*Passage shown:*
------------------------
System Design: overall architecture and common components#

This section describes the overall software architectural design, identifying the software components, their hierarchical relationships, and their dependencies. It also describes system components common to the two main subsystems (processing and exploitation).

Overall Architecture#

The following component diagrams present the main software components that compose the AVL platform:

Platform components Platform components

The Exploitation subsystem is closely integrated with the Thematic processing subsystem, which serves as a source of relevant data sets to be explored by AVL's users, other data sources such as Sentinel Hub or xcube geoDB, and the user-facing applications Jupyter Lab and the Interactive Visualisation. Moreover, both subsystems share a couple of Common Components.

Software Components Design – Common#

The AVL Thematic Processing and AVL Exploitation subsystems share several common components. This section describes the components depicted in the following diagram:

Common Components used by the two subsystems Common Components used by the two subsystems

Please note that data visualisation is not a component on its own. Each subsystem is having its own specialised data viewers.
------------------------
*Material provided:*
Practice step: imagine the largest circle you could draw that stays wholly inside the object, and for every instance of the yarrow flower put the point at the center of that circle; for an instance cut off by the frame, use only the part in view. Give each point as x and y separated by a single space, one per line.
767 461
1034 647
------------------------
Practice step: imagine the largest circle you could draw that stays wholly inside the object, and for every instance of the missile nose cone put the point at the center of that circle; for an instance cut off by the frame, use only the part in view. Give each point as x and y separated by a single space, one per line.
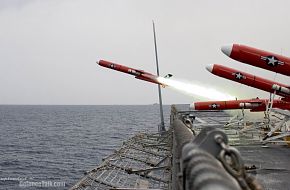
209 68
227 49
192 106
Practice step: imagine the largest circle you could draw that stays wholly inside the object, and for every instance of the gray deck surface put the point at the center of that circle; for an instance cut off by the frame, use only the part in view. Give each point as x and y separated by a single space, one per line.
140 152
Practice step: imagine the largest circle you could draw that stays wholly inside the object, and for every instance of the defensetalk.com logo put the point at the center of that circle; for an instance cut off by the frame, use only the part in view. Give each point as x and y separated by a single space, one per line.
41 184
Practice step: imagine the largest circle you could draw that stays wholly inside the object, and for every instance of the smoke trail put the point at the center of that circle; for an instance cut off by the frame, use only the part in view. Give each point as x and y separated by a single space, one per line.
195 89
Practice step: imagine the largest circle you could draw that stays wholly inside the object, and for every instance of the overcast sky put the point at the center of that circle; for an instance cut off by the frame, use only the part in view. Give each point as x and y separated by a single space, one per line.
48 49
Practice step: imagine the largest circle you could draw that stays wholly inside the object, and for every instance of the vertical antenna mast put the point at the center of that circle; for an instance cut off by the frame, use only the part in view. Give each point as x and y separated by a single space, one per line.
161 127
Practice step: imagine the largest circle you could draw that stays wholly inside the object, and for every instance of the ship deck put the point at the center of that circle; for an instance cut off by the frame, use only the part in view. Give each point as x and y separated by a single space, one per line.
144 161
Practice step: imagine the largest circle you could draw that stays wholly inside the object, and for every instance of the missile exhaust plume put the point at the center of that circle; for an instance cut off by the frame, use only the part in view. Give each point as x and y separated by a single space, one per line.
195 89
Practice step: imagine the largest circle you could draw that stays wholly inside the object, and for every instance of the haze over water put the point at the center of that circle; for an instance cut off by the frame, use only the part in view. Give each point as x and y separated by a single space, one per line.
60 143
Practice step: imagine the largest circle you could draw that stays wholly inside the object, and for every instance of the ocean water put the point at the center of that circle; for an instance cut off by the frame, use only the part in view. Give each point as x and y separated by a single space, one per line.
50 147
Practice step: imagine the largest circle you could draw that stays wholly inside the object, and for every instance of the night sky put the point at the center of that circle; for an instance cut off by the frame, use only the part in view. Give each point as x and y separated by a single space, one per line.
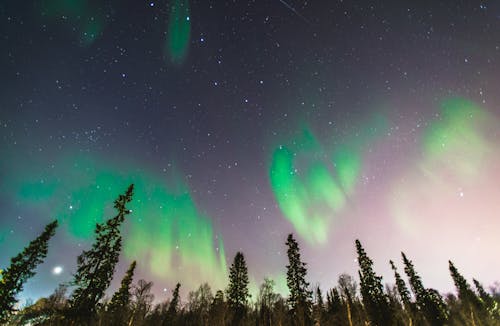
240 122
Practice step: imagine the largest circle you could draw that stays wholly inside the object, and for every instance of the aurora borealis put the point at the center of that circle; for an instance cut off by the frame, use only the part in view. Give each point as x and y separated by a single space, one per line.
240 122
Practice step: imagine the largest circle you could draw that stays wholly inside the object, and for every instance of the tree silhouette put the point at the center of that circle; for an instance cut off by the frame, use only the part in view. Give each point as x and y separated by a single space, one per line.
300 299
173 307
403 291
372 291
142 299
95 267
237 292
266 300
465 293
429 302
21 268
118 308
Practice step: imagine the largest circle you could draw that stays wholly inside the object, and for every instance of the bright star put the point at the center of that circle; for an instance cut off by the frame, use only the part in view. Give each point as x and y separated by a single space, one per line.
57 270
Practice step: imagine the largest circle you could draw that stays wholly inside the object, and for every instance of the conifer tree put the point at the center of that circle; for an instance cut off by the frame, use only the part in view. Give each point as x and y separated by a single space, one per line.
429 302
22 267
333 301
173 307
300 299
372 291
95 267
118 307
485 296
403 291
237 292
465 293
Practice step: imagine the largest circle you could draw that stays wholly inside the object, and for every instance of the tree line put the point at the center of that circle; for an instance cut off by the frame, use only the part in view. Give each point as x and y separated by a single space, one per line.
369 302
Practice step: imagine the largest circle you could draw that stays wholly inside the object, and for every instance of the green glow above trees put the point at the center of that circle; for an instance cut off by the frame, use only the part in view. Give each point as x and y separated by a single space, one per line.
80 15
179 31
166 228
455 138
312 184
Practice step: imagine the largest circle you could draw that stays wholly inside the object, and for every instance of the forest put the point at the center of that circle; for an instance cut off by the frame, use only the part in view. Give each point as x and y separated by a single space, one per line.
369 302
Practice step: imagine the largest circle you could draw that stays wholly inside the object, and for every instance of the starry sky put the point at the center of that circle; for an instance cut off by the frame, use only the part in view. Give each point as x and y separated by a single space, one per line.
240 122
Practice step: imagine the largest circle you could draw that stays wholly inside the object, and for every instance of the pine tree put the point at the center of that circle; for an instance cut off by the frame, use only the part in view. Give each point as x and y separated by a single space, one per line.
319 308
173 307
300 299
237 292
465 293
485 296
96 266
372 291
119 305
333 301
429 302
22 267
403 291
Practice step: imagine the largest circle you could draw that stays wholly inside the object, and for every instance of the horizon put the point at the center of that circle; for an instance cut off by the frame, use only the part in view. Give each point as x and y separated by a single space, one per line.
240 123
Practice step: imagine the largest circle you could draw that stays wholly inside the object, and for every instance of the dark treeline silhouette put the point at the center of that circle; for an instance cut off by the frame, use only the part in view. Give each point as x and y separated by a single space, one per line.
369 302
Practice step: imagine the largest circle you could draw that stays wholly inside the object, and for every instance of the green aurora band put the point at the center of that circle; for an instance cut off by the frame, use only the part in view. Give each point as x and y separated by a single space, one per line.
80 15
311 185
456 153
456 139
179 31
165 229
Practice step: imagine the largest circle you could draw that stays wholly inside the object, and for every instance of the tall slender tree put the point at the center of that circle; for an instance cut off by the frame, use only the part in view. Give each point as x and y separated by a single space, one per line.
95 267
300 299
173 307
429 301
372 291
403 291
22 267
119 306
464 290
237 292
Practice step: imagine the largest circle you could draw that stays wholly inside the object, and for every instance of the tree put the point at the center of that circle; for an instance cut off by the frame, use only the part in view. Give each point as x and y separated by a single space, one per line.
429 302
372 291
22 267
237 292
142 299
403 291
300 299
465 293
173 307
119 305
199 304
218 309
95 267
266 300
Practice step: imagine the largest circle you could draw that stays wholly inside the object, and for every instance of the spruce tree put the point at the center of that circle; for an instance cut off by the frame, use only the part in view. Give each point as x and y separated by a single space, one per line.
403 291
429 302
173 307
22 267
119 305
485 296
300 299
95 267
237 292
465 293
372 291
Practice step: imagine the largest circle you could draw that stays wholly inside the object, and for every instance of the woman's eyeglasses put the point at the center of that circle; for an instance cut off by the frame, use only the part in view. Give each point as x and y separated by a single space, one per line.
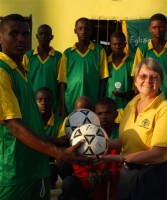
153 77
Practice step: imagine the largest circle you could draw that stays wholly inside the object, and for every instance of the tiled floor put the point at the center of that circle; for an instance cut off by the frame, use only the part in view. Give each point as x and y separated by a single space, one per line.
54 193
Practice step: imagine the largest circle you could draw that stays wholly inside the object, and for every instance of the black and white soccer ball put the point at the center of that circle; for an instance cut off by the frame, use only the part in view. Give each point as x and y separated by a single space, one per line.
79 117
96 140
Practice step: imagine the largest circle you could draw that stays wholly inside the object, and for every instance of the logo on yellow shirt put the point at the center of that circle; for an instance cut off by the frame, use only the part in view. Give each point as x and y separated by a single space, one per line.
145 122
------------------------
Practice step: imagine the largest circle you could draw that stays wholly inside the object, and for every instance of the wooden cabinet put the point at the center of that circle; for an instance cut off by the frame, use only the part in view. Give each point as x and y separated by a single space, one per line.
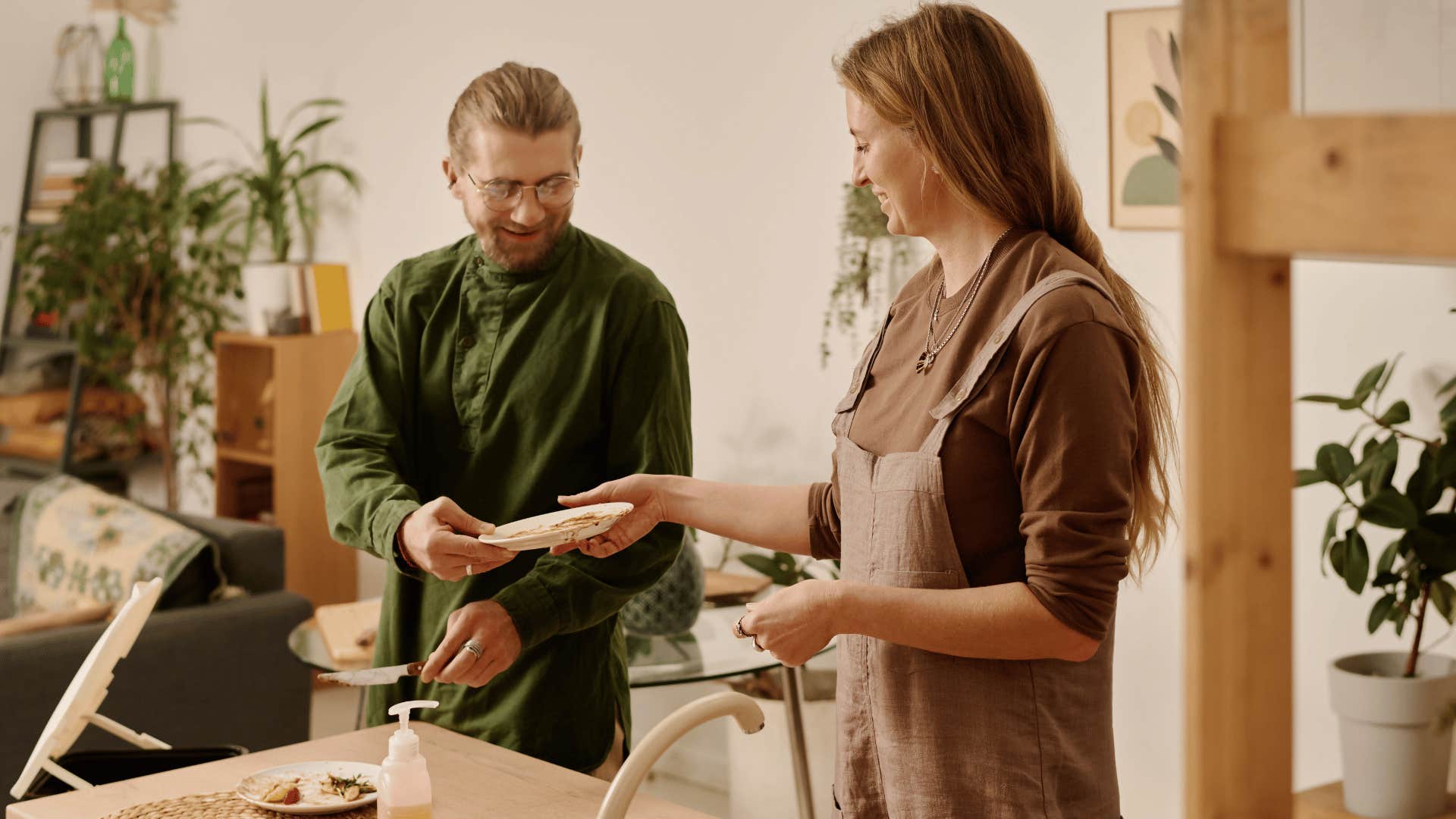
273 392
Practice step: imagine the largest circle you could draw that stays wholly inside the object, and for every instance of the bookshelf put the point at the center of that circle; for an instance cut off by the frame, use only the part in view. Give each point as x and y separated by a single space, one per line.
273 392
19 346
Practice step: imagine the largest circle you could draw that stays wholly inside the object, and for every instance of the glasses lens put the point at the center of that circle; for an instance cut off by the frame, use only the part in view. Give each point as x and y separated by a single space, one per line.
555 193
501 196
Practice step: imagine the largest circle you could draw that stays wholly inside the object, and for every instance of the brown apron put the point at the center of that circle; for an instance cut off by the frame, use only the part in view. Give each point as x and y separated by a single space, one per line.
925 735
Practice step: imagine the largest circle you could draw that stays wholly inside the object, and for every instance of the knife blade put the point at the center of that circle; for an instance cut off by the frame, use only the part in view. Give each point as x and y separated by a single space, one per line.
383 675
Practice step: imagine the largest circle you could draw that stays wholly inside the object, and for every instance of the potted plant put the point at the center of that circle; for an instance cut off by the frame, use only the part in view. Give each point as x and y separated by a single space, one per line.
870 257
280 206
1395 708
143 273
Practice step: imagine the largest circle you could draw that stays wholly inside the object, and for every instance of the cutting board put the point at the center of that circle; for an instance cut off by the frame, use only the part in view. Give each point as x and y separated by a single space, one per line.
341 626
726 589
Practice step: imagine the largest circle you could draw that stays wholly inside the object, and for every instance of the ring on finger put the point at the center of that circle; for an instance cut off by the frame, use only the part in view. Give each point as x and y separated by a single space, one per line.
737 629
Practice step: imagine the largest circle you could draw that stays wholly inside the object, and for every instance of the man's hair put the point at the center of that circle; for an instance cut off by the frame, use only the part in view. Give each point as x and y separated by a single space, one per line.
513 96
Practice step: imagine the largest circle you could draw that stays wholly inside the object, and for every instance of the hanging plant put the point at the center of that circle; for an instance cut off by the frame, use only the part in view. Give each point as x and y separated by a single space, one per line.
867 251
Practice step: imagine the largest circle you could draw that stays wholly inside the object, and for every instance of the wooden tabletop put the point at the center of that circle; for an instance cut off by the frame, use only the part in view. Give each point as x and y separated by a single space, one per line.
------------------------
*Direction A:* Which rows above contain the word "logo"? List each of them in full, copied word for word.
*Direction B:* Can you carry on the AVL platform architecture passage above, starting right after its final sentence?

*Exercise answer A:*
Practice step: imagine the largest circle you could draw that stays wholly inside the object, and for every instance of the defensetalk.com logo put the point at the center of that circle; for an instance cut off by the frame, use only the part in view. Give each point as x and y separated by a single space, one per line.
Practice step: imagine the largest circle you could draw that stays wholly inside the object, and for every instance of the logo on yellow shirt put the point at the center of that circle; for an instance cut off by the frame, use only the part in view. Give each point as x and y separated by a single space, one per line.

*Exercise answer B:*
Authentication and Authorization#

General#

The Authentication and Authorization component contains the implementation for user access to the AVL platform, secures user access to the application, and manages user permissions to different parts of the platform.

Function#

The Authentication and Authorization component provides an interface that is implemented by the authentication specific mechanism, so that this mechanism can be changed or decoupled from the interface. Also, there is an authorization interface which is implemented by the authorization mechanism providing the user authorization through the system.

Dependencies#

Every graphical user interface module that calls backend business logic needs to authenticate in order to have access to the desired data. The Authentication and Authorization component uses encryption and hashing mechanisms. It also uses the Persistence Manager component for database users and permissions management.

Interfaces#

The main interfaces in term of data flow of this component are:

  • As inputs:
    • The username and password for login,
    • The user password for password reset.
  • As outputs:
    • The login action result (successful or not),
    • The password reset action result (successful or not).
Data#

The data handled by this component are the user's credentials and rights, which, depending on the authentication mechanism, can be retrieved from the AVL database using Persistence Manager or from an external authentication and authorization user management system. The service also provides API access tokens to authenticated clients, which are then used by a service to authorise internal and external access.

Remarks#

AVL uses the Keycloak software for simplifying, but also to increase the spectrum of, the authentication mechanism. Keycloak adds authentication to applications and secures services with minimum work. It supports, among others, user federation, identity brokering and social login.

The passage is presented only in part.